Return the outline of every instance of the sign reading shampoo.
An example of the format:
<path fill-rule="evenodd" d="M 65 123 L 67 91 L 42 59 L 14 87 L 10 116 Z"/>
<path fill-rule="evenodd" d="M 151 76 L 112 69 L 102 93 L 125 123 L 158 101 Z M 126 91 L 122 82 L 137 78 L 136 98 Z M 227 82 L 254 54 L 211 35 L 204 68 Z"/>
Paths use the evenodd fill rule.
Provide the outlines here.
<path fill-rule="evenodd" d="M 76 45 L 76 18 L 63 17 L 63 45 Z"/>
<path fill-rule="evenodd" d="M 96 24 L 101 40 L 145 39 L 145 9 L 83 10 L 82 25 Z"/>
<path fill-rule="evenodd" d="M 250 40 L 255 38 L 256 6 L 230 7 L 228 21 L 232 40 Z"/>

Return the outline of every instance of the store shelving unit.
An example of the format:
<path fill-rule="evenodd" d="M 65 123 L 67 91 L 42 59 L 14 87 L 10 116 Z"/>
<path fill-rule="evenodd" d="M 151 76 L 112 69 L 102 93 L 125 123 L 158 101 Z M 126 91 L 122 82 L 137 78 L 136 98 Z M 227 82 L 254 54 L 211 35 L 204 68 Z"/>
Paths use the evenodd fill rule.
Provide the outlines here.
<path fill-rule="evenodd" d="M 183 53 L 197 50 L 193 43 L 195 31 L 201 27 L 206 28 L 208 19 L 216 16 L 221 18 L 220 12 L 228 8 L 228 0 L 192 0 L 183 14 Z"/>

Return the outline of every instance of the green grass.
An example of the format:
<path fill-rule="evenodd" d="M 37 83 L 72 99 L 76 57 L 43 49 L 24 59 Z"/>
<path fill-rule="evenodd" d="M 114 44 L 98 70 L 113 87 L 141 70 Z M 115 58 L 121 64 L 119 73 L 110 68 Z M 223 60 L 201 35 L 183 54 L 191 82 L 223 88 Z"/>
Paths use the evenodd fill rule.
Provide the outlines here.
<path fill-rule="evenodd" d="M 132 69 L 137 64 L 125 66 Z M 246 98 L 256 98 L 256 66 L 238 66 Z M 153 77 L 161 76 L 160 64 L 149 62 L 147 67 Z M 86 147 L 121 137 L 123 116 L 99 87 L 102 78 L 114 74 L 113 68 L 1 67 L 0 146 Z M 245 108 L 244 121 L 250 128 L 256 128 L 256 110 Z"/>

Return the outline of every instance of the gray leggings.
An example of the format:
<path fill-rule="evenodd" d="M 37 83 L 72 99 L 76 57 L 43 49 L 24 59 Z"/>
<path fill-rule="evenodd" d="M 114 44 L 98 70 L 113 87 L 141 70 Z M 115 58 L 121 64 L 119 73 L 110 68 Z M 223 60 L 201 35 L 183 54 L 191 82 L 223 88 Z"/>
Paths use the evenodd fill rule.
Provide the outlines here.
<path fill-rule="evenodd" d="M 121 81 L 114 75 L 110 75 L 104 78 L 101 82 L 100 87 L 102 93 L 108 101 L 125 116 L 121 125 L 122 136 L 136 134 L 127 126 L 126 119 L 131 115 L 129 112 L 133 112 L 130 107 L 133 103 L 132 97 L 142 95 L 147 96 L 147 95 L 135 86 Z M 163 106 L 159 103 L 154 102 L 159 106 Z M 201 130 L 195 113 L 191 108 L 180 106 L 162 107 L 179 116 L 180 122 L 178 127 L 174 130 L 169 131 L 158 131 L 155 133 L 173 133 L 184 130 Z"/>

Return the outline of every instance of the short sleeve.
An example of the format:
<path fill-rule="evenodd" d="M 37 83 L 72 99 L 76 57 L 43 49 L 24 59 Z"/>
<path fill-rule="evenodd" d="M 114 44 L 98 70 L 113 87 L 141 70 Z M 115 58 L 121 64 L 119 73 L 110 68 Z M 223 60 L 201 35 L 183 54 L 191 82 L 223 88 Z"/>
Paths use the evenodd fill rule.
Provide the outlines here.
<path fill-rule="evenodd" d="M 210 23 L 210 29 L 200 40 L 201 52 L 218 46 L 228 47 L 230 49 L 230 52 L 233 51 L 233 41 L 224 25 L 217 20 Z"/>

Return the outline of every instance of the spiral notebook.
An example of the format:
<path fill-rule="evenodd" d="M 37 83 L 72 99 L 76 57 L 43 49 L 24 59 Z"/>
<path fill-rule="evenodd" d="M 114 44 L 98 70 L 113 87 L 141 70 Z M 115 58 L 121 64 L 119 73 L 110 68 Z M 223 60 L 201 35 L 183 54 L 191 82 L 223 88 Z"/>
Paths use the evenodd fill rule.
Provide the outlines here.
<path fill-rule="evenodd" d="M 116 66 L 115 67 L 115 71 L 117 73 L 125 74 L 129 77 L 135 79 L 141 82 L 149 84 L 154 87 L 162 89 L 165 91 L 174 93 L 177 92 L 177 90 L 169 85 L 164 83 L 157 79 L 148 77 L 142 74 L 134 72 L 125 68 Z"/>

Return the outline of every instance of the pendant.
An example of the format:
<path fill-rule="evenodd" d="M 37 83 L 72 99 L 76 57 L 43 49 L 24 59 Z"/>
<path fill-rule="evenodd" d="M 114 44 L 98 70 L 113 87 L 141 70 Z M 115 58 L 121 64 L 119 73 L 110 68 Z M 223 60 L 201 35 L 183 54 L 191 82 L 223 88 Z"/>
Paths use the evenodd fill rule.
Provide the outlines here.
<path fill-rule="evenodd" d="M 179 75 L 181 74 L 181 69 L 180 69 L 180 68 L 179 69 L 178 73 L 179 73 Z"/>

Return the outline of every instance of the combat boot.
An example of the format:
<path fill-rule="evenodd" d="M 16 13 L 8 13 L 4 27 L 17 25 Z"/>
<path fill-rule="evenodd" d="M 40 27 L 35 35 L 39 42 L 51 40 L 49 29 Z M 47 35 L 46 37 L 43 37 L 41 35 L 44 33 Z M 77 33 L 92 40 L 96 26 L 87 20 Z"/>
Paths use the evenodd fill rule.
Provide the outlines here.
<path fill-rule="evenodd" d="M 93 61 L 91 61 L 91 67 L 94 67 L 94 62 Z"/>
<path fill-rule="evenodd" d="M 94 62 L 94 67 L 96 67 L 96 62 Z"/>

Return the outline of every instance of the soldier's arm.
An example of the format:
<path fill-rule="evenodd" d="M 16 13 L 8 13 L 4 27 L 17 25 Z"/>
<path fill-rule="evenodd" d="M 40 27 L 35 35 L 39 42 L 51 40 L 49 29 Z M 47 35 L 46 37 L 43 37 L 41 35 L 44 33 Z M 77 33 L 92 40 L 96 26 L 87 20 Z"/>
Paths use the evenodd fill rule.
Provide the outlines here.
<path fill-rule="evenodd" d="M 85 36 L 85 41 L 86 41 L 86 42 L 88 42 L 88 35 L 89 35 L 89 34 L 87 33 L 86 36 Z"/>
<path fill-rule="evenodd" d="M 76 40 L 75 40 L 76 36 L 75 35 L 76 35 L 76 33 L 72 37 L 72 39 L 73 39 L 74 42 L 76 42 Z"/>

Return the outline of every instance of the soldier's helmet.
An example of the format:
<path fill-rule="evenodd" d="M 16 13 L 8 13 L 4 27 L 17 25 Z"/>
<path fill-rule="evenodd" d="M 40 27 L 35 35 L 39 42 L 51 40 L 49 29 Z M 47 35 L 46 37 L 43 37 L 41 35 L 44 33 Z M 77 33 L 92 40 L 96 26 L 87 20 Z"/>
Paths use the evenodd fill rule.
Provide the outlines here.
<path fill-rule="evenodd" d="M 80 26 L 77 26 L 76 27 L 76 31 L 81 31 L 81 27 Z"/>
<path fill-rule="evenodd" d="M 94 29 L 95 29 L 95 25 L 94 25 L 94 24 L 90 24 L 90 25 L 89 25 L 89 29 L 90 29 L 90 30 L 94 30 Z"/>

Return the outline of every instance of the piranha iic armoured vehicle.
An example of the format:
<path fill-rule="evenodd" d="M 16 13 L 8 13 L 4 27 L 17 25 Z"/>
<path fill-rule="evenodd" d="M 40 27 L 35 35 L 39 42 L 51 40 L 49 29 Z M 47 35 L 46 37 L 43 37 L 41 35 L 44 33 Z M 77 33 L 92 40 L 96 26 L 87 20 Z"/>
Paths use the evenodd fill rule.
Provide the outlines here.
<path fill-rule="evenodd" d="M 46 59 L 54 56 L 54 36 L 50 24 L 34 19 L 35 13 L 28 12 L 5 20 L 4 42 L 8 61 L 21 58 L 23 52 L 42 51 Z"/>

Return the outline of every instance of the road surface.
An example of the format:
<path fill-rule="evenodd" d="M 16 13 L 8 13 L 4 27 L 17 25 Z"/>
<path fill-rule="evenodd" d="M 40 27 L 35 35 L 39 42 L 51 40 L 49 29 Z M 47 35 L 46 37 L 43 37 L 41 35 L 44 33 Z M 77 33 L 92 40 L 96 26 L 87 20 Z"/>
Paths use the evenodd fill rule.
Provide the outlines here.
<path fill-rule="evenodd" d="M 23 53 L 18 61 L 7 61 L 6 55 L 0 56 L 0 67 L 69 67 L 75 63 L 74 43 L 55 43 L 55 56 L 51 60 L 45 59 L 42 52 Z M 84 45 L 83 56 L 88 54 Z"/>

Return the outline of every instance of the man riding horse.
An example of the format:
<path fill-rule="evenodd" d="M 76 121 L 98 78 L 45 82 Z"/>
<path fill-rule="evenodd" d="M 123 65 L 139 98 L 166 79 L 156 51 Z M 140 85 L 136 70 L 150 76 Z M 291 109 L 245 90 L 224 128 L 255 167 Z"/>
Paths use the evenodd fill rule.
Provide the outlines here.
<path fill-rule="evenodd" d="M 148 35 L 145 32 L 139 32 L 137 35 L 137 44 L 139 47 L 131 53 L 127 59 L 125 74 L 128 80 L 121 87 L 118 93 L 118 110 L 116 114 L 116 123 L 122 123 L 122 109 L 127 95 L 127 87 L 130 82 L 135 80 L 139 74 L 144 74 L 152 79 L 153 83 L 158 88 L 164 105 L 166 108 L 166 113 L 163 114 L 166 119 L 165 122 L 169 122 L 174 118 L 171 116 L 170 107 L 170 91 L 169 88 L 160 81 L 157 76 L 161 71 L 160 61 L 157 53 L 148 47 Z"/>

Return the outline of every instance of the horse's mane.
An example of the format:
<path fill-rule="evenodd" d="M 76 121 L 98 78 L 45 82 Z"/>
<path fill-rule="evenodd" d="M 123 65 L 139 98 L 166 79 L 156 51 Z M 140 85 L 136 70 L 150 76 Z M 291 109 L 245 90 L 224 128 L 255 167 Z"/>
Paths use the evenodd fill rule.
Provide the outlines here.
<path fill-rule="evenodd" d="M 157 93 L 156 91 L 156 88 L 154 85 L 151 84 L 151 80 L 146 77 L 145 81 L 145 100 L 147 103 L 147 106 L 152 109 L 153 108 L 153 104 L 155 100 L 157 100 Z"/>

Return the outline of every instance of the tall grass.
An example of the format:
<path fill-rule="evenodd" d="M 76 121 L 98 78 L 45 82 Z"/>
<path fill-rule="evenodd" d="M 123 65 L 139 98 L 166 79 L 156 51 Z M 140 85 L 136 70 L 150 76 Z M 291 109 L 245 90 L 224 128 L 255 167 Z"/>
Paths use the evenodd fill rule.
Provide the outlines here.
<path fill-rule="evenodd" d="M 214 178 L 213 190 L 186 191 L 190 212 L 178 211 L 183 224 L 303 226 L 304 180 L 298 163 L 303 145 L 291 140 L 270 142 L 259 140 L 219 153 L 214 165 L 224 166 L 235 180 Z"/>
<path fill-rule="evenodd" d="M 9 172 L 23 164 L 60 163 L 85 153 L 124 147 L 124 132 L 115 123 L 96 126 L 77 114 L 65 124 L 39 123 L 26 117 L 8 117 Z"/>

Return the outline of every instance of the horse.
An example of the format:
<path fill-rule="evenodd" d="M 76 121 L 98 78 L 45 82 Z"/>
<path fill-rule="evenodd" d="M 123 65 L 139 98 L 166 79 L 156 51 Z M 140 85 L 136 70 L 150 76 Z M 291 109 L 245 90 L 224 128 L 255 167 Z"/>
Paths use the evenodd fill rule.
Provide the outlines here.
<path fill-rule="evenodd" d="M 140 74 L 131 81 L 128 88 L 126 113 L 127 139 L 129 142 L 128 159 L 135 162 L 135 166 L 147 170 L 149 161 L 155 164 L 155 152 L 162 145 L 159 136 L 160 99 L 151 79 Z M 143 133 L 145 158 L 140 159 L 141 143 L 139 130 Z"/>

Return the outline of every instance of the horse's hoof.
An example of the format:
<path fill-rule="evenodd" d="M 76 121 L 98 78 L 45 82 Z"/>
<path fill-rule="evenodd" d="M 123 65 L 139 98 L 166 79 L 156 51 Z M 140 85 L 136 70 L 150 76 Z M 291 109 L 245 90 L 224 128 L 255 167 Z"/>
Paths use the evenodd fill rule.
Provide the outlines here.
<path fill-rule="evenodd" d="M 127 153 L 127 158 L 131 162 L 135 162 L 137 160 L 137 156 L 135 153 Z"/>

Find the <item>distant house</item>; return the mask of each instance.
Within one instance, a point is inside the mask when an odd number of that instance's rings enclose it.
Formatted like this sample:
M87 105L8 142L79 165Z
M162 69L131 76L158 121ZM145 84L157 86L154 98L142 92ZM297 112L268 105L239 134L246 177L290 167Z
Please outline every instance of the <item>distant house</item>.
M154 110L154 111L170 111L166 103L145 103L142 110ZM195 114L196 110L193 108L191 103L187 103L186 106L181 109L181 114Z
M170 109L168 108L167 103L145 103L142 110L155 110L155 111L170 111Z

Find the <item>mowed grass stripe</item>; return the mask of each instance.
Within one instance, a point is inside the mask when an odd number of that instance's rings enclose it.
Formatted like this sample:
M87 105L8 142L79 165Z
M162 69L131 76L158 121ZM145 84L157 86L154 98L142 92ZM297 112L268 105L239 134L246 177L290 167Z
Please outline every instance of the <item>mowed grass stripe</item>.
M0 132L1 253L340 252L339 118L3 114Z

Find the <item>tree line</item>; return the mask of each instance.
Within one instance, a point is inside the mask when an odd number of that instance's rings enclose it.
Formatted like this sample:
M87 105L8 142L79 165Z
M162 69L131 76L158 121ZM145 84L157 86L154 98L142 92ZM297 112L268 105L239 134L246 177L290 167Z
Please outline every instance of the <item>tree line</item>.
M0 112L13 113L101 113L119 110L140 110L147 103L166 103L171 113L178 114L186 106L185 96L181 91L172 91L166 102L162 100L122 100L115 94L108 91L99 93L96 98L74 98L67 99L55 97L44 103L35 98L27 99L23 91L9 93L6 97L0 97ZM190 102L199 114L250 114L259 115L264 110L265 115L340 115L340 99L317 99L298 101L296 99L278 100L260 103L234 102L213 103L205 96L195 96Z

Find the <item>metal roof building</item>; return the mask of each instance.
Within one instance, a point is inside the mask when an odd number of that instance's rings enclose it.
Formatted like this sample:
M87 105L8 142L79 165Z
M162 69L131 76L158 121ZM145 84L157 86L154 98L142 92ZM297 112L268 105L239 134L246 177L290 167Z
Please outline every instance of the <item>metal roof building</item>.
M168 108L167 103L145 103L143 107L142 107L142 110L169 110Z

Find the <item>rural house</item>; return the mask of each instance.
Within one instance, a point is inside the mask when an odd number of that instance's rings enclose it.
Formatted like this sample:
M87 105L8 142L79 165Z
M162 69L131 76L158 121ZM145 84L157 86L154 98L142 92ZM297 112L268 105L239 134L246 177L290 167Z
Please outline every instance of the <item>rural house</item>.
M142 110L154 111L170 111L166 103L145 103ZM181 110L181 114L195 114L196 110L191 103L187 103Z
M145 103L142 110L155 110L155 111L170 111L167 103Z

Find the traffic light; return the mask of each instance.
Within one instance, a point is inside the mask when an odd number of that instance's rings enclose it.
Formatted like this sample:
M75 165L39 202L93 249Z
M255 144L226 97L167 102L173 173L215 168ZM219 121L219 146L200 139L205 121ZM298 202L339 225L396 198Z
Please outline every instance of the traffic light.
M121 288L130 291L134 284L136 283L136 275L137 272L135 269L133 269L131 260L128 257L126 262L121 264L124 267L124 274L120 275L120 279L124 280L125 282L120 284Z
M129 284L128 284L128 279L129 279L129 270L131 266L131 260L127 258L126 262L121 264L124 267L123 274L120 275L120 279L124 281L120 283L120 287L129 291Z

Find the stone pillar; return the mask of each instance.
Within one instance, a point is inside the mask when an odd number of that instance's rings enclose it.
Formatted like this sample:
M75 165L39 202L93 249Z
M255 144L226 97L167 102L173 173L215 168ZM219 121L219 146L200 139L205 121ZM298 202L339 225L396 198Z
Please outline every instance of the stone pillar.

▶ **TO DO**: Copy the material above word for word, from its first line up to and including the line that contains "96 24 L 101".

▶ **SOLVED EXERCISE**:
Return the outline of every instance of the sign reading shampoo.
An example of the format:
<path fill-rule="evenodd" d="M 65 123 L 67 91 L 42 59 L 14 87 L 10 116 Z"/>
<path fill-rule="evenodd" d="M 151 76 L 112 69 L 102 93 L 125 123 L 158 101 Z M 126 91 L 122 82 L 137 78 L 136 98 Z M 227 82 L 254 54 L 211 35 L 204 68 Z"/>
Paths use the evenodd fill rule.
Provide the outlines here.
<path fill-rule="evenodd" d="M 76 45 L 76 18 L 63 17 L 63 45 Z"/>
<path fill-rule="evenodd" d="M 96 24 L 101 40 L 145 39 L 145 9 L 83 10 L 82 25 Z"/>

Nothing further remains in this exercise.